PROMPT: From the line containing "the smile, each" to the last line of the records, reproduce every line exactly and print nothing else.
═════ PROVIDED DATA ═════
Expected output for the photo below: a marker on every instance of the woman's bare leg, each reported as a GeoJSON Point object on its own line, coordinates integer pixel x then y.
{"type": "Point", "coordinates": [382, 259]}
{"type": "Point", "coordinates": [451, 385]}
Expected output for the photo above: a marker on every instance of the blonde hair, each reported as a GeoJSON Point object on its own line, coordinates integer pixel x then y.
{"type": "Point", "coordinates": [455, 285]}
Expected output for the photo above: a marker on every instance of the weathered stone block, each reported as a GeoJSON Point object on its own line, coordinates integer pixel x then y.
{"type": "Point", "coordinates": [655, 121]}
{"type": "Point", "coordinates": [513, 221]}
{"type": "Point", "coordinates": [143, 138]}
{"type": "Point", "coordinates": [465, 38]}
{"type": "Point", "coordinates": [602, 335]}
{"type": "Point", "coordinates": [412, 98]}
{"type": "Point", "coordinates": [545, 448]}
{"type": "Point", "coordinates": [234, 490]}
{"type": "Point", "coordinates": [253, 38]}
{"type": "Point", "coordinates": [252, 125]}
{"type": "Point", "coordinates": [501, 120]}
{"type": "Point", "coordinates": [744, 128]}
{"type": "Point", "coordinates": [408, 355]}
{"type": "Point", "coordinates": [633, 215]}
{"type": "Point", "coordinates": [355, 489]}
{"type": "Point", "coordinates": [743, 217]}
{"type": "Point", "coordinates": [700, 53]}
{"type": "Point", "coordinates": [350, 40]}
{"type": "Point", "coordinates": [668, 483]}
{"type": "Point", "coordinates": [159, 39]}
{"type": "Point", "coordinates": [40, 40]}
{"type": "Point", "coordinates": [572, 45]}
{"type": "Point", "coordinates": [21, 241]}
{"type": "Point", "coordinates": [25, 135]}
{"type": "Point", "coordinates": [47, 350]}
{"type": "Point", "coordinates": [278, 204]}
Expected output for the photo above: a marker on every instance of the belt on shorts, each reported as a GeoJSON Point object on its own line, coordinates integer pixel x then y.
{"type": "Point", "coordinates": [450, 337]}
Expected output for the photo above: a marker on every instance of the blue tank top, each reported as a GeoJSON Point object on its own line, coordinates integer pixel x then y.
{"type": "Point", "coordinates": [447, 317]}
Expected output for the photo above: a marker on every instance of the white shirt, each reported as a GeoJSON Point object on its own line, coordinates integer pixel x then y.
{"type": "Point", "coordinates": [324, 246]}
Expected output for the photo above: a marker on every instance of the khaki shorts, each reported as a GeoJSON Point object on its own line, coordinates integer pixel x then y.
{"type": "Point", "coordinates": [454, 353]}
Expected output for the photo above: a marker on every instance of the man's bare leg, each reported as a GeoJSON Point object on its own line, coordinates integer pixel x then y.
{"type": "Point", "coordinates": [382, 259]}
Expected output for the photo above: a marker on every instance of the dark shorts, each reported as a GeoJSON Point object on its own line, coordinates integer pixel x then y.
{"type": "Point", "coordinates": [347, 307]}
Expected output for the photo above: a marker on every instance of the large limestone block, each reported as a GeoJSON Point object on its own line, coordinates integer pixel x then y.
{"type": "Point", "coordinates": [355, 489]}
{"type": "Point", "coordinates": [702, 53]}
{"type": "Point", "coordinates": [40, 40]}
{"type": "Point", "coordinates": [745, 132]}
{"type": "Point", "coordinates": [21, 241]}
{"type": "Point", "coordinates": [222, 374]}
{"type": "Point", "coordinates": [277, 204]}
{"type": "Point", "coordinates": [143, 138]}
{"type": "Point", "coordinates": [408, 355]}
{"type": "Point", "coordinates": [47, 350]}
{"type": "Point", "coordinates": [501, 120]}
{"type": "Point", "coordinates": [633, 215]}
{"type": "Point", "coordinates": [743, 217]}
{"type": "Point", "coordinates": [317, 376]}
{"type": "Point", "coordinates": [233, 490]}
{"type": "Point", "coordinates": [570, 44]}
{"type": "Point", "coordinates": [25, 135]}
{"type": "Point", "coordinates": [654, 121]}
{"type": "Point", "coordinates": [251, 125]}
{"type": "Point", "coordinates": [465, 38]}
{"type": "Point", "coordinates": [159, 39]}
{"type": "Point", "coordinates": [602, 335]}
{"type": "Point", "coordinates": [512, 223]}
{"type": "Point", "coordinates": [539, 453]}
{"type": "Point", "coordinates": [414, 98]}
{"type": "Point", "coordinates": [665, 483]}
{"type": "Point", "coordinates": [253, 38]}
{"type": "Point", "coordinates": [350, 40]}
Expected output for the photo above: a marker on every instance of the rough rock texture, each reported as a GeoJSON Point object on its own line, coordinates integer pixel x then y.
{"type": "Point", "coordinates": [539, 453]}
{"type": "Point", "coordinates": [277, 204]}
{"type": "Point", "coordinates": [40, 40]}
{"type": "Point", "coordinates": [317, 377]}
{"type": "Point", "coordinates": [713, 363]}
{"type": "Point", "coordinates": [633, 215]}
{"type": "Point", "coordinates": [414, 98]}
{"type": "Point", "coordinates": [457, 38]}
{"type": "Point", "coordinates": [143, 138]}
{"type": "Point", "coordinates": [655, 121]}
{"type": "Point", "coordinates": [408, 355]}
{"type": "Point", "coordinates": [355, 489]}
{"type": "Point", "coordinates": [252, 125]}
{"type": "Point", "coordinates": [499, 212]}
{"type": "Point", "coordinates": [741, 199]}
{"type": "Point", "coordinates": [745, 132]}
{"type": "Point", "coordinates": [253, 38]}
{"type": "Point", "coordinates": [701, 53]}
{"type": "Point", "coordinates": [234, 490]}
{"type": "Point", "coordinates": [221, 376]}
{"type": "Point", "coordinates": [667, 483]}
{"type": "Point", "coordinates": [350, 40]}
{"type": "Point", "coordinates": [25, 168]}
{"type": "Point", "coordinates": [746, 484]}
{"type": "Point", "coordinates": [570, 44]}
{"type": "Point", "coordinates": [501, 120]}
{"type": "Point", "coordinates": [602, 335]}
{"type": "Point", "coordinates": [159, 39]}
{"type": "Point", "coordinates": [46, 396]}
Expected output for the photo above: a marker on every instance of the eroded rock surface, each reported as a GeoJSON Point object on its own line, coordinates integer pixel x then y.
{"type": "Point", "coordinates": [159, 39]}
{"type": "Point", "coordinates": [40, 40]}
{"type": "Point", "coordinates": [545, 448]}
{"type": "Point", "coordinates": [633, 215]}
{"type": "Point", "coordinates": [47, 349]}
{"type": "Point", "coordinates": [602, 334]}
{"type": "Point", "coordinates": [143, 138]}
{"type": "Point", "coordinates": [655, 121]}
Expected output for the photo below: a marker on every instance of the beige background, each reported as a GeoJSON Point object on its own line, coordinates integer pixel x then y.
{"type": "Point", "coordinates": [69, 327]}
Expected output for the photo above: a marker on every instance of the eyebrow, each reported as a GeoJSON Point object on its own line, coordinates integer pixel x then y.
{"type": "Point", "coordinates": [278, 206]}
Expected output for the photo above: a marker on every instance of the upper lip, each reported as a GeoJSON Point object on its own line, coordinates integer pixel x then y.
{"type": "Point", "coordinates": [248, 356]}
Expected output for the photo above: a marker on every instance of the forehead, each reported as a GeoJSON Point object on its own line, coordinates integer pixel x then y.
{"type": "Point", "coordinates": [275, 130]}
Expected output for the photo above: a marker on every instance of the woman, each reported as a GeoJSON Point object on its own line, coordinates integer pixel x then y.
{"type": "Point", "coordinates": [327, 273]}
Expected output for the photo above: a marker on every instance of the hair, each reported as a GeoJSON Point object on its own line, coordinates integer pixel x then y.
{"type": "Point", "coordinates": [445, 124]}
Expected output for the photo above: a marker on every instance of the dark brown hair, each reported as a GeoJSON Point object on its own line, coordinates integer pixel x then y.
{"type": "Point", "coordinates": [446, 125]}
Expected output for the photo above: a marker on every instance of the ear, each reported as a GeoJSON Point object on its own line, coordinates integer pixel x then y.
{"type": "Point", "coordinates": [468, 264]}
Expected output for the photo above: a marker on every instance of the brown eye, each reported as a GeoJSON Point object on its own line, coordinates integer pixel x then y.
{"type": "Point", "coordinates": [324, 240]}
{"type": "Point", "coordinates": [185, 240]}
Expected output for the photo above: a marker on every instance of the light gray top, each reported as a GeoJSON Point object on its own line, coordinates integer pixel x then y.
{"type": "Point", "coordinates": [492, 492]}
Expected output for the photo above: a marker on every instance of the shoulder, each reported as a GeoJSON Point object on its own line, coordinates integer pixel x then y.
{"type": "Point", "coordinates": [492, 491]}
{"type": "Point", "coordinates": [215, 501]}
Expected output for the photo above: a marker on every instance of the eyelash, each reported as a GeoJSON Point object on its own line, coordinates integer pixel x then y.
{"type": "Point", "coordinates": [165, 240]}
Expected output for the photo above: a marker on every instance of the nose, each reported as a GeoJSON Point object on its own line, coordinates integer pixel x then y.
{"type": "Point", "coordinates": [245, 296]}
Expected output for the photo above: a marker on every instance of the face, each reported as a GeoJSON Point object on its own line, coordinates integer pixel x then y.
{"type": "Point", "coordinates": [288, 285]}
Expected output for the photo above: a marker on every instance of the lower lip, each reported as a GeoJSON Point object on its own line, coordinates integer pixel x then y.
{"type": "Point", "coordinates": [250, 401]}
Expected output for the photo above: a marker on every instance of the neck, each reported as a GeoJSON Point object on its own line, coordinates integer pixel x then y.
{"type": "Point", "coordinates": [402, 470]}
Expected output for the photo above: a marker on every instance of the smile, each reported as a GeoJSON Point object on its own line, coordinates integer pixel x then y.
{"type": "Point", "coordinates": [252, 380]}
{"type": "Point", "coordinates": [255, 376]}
═════
THE ANSWER:
Expected output for the photo above: a marker on every instance of the smile, each reported as a GeoJSON Point object on its own line, coordinates integer pixel x then y.
{"type": "Point", "coordinates": [252, 380]}
{"type": "Point", "coordinates": [255, 376]}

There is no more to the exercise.